Start DATA TO USE
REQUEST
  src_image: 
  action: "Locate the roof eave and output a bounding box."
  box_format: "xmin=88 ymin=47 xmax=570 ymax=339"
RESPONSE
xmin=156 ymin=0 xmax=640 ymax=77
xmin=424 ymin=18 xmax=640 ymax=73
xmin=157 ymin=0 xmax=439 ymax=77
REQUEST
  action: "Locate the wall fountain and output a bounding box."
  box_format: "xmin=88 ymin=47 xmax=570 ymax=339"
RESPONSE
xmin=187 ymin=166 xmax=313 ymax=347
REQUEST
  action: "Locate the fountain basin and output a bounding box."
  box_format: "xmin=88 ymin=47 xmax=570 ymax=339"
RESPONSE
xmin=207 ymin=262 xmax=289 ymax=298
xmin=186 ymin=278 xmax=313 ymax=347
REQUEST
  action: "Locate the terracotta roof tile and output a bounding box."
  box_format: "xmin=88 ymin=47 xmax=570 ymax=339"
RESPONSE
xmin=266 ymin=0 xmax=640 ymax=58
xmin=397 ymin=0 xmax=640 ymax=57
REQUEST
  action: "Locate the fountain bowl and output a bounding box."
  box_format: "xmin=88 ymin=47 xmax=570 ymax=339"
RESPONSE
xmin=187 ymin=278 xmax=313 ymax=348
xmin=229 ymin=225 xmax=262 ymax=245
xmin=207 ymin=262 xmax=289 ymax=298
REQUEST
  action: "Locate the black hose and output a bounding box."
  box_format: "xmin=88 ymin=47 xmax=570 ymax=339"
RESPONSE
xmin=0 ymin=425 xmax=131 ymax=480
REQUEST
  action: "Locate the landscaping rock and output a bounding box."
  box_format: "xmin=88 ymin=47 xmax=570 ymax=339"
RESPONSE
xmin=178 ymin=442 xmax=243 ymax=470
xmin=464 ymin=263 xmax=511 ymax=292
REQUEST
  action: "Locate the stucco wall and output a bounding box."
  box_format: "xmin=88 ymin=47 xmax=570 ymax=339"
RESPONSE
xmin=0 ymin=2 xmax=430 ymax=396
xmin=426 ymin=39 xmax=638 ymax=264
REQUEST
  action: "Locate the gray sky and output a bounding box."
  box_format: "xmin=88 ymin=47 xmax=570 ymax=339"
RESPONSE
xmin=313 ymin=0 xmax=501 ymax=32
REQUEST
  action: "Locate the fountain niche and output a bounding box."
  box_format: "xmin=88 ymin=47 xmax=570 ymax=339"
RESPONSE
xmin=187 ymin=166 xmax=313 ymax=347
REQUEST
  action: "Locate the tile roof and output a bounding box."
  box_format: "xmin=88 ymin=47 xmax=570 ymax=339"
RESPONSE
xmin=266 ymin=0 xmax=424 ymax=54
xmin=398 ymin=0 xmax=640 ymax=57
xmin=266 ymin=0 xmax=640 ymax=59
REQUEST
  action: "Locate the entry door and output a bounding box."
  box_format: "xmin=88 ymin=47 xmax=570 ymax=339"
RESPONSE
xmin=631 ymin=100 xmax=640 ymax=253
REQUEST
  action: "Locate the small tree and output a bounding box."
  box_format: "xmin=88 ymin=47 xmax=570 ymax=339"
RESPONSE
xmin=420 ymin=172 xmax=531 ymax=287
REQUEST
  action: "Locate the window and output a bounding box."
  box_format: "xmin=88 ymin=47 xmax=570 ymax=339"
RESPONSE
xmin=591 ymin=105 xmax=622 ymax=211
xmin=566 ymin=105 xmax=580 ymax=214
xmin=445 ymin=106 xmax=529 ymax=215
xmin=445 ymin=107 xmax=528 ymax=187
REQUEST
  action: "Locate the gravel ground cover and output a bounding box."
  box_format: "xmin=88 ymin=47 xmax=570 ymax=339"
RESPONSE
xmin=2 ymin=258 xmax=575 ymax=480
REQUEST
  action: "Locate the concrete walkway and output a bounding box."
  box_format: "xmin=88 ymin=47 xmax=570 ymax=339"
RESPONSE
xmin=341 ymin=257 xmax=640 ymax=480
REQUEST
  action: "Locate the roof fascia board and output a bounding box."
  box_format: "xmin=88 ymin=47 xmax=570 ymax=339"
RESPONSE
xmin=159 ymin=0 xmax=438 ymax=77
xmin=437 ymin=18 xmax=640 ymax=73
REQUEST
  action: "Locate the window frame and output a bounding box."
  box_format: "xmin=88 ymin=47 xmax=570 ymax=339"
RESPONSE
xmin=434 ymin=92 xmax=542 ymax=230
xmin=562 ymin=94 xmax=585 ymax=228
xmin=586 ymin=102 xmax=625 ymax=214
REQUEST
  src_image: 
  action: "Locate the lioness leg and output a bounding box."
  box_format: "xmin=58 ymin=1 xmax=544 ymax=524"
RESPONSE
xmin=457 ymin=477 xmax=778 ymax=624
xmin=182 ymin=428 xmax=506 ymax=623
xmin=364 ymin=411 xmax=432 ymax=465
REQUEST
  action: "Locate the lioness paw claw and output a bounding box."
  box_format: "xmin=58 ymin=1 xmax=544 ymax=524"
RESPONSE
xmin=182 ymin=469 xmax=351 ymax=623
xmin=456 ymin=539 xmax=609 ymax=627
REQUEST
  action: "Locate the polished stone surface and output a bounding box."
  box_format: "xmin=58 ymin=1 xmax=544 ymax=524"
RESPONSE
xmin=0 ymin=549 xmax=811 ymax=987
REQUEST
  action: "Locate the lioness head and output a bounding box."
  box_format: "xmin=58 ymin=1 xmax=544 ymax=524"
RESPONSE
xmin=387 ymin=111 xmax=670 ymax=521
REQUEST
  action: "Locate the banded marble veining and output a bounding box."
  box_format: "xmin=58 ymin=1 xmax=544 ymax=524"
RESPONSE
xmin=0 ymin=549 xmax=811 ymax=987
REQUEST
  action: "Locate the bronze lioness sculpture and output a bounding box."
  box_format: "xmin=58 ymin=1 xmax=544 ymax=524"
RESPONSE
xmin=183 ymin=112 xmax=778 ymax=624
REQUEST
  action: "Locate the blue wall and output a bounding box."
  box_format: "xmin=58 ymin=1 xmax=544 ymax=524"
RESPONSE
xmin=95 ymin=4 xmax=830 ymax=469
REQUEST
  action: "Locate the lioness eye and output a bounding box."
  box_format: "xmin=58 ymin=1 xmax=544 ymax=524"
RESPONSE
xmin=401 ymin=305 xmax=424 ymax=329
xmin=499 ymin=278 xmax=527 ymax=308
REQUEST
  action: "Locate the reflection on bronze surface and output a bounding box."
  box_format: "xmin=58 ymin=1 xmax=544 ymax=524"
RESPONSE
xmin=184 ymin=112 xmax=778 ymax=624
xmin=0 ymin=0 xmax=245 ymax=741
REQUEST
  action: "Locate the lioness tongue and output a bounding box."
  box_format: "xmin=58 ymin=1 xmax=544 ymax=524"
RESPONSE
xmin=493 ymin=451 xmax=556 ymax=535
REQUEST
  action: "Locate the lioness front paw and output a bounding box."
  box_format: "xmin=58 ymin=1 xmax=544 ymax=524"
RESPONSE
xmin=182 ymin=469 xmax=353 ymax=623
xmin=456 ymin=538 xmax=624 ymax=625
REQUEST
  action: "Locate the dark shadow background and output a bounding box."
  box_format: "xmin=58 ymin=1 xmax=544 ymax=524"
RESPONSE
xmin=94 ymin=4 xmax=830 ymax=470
End DATA TO USE
__WHAT THIS TASK INVOLVES__
Pull out each line in the data above that contains the word "window", and list those lines.

__TASK RESULT__
  action: "Locate the window and output a bounding box."
  action: "Locate the window frame and output a bounding box."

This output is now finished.